[What to produce] Starting at the top of the records, output every line through the one that contains "Target: pine tree", keeping each exactly as it appears.

Referring expression data
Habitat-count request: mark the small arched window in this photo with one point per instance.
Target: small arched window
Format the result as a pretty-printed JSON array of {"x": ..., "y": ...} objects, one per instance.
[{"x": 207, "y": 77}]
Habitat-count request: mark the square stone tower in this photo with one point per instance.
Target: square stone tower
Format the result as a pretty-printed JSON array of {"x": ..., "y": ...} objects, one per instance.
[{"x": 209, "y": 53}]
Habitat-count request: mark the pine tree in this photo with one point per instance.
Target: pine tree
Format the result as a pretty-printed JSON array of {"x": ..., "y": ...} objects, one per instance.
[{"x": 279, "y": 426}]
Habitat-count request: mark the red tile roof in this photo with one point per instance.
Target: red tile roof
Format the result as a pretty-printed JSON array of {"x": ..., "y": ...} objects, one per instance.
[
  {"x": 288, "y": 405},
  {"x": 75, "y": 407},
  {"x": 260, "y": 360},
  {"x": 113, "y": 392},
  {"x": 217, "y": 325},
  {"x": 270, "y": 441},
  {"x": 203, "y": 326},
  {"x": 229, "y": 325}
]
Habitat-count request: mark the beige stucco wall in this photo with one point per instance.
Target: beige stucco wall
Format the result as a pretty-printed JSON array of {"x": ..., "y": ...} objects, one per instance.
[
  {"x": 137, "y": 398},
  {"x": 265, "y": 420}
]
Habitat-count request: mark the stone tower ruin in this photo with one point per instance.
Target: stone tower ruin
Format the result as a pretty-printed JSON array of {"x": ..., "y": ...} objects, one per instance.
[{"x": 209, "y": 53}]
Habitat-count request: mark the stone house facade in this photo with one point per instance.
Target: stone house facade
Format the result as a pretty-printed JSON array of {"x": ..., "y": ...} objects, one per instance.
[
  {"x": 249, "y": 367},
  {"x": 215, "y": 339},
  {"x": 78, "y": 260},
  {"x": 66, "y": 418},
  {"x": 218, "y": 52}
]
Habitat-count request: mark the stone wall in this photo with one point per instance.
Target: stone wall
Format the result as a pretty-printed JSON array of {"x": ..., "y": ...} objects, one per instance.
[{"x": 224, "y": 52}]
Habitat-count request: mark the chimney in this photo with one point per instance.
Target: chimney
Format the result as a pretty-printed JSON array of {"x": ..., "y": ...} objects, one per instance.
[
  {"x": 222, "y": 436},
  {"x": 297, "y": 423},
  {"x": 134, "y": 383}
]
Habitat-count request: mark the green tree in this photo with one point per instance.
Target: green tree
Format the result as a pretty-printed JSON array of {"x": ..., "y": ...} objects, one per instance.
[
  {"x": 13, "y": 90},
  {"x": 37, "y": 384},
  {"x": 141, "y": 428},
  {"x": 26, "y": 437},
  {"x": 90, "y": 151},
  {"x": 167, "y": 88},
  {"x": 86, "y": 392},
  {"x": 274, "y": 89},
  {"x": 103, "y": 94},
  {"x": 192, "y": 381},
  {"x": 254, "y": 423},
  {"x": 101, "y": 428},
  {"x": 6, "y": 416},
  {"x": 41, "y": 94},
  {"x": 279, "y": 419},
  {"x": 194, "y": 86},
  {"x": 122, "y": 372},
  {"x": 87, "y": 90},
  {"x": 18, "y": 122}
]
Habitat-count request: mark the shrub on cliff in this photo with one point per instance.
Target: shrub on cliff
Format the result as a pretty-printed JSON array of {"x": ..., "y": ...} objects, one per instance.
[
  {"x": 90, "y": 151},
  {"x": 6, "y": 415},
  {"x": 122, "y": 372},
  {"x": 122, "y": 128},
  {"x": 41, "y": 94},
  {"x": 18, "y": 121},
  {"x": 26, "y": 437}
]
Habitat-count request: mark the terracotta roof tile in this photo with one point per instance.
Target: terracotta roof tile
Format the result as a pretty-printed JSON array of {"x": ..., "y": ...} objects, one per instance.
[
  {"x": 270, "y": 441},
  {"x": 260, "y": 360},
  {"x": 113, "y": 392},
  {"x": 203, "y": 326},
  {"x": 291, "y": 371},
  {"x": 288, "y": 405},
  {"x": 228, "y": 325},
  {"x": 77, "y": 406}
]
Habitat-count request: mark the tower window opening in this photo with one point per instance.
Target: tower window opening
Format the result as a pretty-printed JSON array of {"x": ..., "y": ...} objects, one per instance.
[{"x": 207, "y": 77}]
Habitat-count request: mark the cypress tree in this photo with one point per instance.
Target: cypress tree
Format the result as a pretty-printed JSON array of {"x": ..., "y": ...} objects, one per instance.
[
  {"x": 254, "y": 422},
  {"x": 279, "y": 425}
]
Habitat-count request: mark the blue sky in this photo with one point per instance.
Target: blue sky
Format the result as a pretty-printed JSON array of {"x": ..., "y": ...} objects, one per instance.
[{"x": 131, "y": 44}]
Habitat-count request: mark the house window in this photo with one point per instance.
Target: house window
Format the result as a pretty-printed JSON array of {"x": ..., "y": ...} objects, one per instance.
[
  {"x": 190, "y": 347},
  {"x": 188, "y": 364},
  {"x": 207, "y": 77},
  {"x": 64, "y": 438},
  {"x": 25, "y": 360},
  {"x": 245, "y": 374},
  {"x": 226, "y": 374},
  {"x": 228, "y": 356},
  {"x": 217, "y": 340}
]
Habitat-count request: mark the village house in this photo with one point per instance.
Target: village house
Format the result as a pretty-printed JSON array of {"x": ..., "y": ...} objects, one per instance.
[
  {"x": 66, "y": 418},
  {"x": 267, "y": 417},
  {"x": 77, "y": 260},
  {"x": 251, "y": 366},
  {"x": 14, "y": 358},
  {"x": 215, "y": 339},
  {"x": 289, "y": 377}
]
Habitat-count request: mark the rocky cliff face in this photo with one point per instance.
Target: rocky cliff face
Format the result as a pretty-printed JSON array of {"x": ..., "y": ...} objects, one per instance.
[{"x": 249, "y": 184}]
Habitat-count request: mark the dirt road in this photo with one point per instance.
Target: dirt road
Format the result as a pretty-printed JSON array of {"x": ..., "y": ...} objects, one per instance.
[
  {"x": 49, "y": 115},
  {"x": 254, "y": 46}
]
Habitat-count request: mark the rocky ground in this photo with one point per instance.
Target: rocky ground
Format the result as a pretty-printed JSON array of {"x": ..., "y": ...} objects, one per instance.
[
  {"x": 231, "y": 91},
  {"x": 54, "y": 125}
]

[Answer space]
Habitat-count request: mark the small arched window in this photo with one point per instance.
Target: small arched window
Format the result as a pretty-printed JSON array of {"x": ..., "y": ...} objects, one per instance.
[{"x": 207, "y": 77}]
Habitat-count request: mark the square stone tower in this photo with one point per instance.
Target: square stone tower
Format the result as a pretty-printed JSON array of {"x": ..., "y": ...} objects, one per instance.
[{"x": 209, "y": 53}]
Habitat-count request: mark the pine tree in this photo with one point per instance.
Target: pine tree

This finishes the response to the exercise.